Dataset items
⁂

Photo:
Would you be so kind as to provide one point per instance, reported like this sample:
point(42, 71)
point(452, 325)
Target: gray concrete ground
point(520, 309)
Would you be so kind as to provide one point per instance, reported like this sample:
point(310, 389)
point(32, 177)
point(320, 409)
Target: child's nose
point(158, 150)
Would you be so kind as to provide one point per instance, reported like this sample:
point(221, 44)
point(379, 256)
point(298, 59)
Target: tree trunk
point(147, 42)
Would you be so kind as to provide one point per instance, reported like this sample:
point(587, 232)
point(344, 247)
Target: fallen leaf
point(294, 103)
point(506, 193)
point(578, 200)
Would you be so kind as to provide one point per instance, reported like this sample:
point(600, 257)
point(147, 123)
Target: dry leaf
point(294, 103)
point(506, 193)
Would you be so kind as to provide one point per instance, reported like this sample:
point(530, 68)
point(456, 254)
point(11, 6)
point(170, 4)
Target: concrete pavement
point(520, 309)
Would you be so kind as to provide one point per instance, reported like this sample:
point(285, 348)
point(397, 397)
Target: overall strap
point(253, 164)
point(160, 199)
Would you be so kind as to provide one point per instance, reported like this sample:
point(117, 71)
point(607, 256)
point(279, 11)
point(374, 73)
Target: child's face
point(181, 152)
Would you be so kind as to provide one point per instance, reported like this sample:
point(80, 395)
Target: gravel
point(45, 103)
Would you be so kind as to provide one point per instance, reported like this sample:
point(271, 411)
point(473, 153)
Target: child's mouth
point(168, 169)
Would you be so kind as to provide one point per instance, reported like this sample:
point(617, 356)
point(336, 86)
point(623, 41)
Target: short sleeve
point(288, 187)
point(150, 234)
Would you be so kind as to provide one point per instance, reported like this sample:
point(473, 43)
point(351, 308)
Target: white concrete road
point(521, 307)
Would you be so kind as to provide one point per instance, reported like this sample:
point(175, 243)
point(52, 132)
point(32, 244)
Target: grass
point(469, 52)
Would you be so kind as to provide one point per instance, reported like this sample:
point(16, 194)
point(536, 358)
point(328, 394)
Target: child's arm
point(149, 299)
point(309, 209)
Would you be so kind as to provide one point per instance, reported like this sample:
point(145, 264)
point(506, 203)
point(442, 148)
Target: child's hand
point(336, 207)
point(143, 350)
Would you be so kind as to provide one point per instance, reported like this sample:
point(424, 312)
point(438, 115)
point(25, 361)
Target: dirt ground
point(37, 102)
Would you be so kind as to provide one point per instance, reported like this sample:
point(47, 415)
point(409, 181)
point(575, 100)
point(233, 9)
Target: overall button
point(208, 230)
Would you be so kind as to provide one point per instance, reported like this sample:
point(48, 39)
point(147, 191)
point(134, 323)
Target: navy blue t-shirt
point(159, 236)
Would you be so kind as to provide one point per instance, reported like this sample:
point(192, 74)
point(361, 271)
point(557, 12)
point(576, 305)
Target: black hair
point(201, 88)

⁂

Written request: Reproduce all the records precisely.

Solution to this exercise:
Photo:
Would you be so kind as to provide one point per instance, reported like this sample:
point(42, 71)
point(452, 325)
Target: gray concrete ground
point(520, 309)
Would you be so kind as to provide one point per instance, reported like this sample:
point(310, 389)
point(32, 177)
point(320, 409)
Target: child's nose
point(158, 150)
Would you be so kind as to provide one point per instance, reported like this sample:
point(221, 44)
point(379, 256)
point(298, 59)
Target: tree trunk
point(147, 42)
Would you be so kind as to provide one point per instance, reported like this sample:
point(587, 232)
point(344, 247)
Target: fallen leaf
point(294, 103)
point(506, 193)
point(578, 200)
Would you be so kind as to provide one point per instance, reported like this sample:
point(600, 257)
point(147, 123)
Target: dry leaf
point(294, 103)
point(506, 193)
Would you be so kind as to provide one point per instance, reported like this sample:
point(530, 68)
point(456, 254)
point(11, 6)
point(170, 4)
Target: concrete pavement
point(520, 309)
Would you be so kind as to provide one point per instance, reported like this sample:
point(285, 348)
point(397, 397)
Target: overall strap
point(253, 164)
point(160, 199)
Would you be so kind as to provide one point per instance, reported like this sample:
point(117, 71)
point(607, 256)
point(279, 11)
point(374, 73)
Target: child's face
point(181, 152)
Would you be so kind as to provide one point per instance, reported like this sample:
point(80, 395)
Target: gravel
point(45, 103)
Would you be so kind as to provide one point per instance, reported like this sample:
point(271, 411)
point(473, 153)
Target: child's mouth
point(168, 169)
Would you be so kind as to provide one point per instance, reported like this sample:
point(617, 356)
point(336, 86)
point(623, 41)
Target: short sleeve
point(288, 187)
point(150, 234)
Would you be so kind as to provide one point per instance, reported like this sample:
point(473, 43)
point(351, 308)
Target: white concrete road
point(521, 307)
Would you be so kind as to provide one point per instance, reported like this sample:
point(175, 243)
point(52, 132)
point(32, 244)
Target: grass
point(469, 52)
Would you be so kind as to provide one point per instance, reported like this sample:
point(16, 194)
point(536, 358)
point(328, 394)
Target: child's arm
point(149, 299)
point(309, 209)
Would you be so kind as to provide one point per instance, reported like this sample:
point(145, 264)
point(506, 203)
point(442, 148)
Target: child's hand
point(336, 207)
point(143, 350)
Would you be so kind as to provide one point per instance, reported like this sample:
point(424, 312)
point(438, 115)
point(25, 361)
Target: dirt ground
point(37, 102)
Would you be so kind as to provide one point per instance, reported like this sample:
point(47, 415)
point(409, 181)
point(575, 100)
point(233, 9)
Target: overall button
point(208, 230)
Would you be so kind as to provide one point per instance, reported like this sample:
point(48, 39)
point(147, 191)
point(134, 323)
Target: navy blue t-shirt
point(159, 236)
Would you be so kind as to provide one point per instance, reported like this sample:
point(192, 74)
point(361, 271)
point(557, 12)
point(576, 305)
Target: black hair
point(201, 88)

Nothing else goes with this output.